WORK ORDER:
Two lines mark the range in the entries below: the one holding "If you could mark the power" and the one holding "If you could mark the distant mountain". Set down those two and all lines between them, exactly.

MATERIAL FOR THIS EXERCISE:
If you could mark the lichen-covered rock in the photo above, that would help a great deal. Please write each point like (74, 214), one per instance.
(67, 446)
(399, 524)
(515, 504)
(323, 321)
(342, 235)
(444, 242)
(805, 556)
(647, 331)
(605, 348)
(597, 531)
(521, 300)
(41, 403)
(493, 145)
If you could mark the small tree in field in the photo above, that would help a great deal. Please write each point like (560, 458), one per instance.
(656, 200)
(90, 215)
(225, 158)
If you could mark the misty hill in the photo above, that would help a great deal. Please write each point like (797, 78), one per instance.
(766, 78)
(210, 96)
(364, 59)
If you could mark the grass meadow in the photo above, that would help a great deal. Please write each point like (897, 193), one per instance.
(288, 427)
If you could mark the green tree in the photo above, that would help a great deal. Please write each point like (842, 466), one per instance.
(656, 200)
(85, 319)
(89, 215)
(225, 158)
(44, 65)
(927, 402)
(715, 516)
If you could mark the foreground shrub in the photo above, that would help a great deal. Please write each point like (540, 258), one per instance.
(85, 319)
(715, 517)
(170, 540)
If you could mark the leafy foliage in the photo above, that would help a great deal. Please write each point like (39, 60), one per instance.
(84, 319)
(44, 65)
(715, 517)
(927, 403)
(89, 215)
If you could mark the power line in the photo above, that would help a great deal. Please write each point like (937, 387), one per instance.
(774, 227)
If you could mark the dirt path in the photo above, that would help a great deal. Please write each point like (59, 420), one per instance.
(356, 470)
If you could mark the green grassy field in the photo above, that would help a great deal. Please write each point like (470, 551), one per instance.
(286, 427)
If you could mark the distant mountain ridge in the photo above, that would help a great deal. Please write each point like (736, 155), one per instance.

--

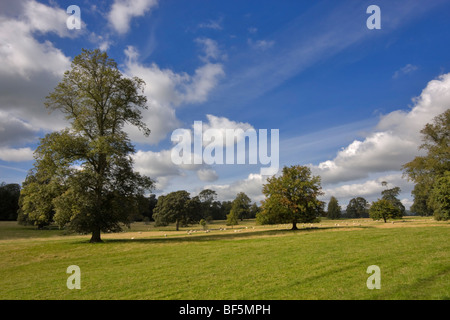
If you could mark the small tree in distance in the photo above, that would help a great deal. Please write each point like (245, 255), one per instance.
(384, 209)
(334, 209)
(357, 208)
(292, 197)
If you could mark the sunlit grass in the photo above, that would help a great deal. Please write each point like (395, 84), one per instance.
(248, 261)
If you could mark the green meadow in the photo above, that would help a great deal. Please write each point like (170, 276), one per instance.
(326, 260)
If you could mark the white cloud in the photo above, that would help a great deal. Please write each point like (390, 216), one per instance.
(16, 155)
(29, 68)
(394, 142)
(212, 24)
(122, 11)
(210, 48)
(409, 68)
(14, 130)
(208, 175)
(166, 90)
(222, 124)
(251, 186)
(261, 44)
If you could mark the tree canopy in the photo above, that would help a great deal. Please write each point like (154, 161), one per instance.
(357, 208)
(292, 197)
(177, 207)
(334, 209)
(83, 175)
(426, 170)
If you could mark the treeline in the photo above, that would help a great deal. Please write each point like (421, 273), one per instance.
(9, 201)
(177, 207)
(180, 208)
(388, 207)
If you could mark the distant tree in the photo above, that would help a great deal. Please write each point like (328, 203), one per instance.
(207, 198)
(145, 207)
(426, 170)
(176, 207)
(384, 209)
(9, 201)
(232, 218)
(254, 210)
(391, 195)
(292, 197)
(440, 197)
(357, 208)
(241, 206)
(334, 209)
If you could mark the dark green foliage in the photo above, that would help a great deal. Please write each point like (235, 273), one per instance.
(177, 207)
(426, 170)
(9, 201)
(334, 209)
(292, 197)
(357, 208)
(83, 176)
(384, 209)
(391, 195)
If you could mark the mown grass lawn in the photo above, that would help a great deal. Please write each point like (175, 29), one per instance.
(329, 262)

SOLUTION TO THE PROBLEM:
If you could mark the power line in the photo above, that would help a great deal. Please write each point like (937, 387), one per instance.
(774, 227)
If you could mark the dirt path in the photo above, that would help a great deal. Please write each point like (59, 420), one per instance.
(356, 470)
If you could mark the green grassy field in the photo above, that would help a great deal. Please write each point like (470, 551), one per instance.
(286, 427)
If you could mark the distant mountain ridge in the photo above, that would help a great deal. Please write each point like (736, 155), one per instance.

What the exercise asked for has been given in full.